* [Task statement] Reading the data below, count the lines that carry the string "tree". Give nothing but the count.

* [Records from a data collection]
Content starts

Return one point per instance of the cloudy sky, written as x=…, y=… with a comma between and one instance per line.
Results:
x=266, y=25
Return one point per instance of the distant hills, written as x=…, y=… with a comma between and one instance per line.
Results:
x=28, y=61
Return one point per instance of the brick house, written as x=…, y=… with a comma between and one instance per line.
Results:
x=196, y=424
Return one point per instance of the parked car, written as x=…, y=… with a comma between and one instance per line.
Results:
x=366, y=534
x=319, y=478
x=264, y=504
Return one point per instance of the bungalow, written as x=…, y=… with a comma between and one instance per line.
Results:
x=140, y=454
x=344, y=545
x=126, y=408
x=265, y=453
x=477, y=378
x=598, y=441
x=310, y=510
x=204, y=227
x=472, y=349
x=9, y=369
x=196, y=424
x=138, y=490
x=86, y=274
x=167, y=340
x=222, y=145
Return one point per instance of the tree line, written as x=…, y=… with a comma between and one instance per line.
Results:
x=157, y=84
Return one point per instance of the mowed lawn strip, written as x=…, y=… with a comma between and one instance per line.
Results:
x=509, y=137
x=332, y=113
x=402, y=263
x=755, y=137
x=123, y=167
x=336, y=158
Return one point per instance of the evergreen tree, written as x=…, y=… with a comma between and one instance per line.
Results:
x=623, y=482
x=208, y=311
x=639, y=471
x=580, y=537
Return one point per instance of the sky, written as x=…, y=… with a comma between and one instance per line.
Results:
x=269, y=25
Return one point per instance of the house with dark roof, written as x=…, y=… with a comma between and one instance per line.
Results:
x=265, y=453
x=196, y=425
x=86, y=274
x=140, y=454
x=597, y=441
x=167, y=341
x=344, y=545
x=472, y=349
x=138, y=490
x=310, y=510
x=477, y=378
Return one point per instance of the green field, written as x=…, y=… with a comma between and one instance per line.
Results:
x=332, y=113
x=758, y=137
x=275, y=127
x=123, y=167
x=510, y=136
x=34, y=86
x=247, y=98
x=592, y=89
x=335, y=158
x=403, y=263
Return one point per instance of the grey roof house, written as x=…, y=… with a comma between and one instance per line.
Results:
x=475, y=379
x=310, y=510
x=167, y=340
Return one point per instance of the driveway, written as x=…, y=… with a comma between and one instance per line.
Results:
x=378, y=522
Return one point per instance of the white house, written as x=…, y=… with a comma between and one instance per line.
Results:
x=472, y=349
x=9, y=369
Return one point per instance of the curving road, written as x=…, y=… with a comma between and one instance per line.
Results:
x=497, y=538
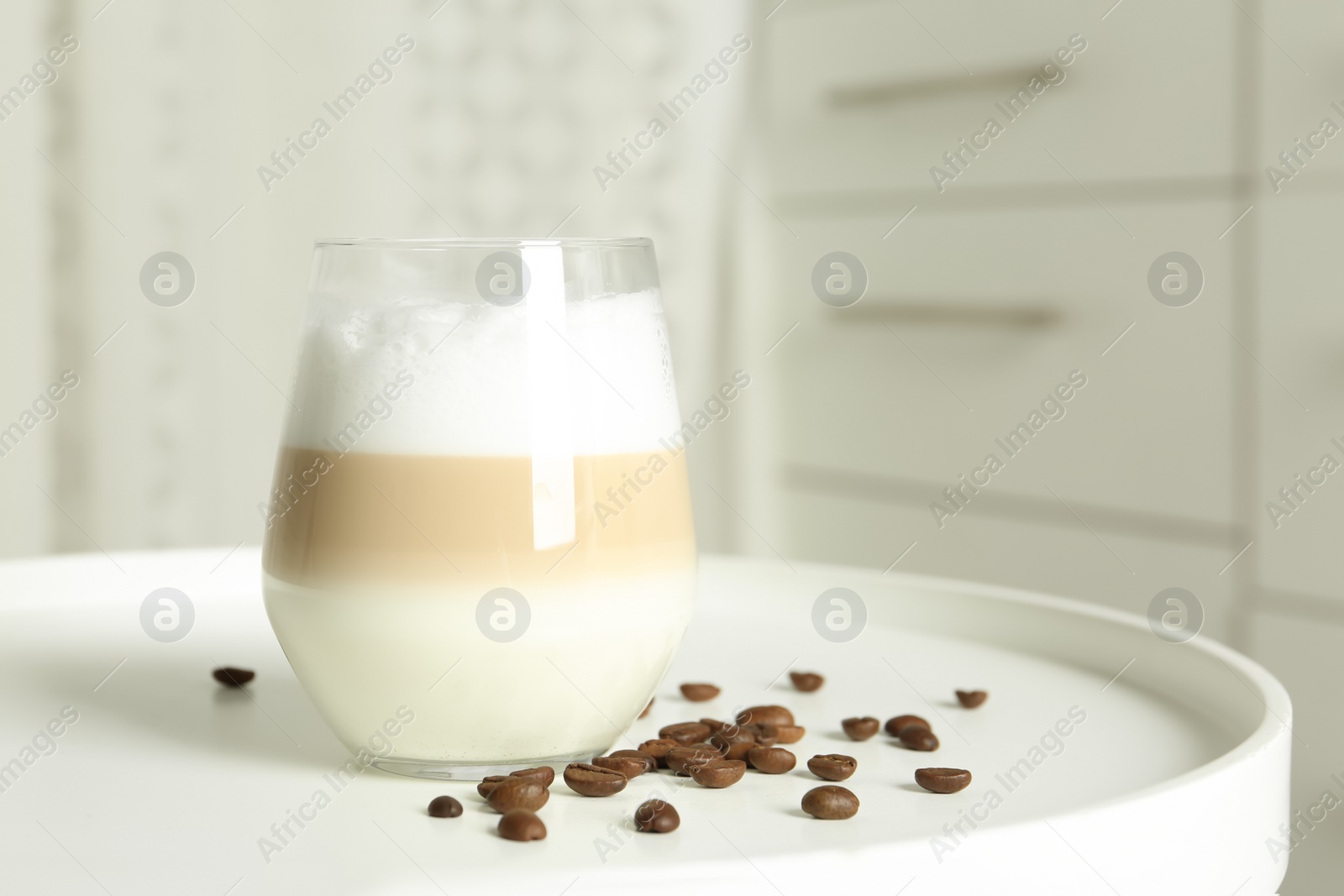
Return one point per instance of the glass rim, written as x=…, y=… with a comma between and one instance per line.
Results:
x=483, y=242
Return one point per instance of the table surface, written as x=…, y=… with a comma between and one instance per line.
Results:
x=168, y=782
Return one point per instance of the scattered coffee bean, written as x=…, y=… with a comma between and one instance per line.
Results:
x=659, y=748
x=445, y=808
x=942, y=781
x=765, y=715
x=830, y=802
x=806, y=681
x=832, y=766
x=682, y=759
x=542, y=773
x=649, y=762
x=656, y=817
x=521, y=824
x=900, y=723
x=699, y=692
x=685, y=732
x=628, y=766
x=921, y=739
x=719, y=773
x=593, y=781
x=772, y=761
x=860, y=728
x=517, y=793
x=490, y=783
x=232, y=678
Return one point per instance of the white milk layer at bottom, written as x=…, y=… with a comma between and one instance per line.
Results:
x=570, y=685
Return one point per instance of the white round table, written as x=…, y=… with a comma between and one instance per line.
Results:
x=1105, y=761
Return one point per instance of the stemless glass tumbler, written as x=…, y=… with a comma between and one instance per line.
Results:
x=479, y=548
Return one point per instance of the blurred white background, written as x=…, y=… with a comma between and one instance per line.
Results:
x=1032, y=264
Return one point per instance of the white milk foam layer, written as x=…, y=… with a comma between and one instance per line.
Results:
x=569, y=687
x=539, y=378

Content ends

* [Solution for this task] 2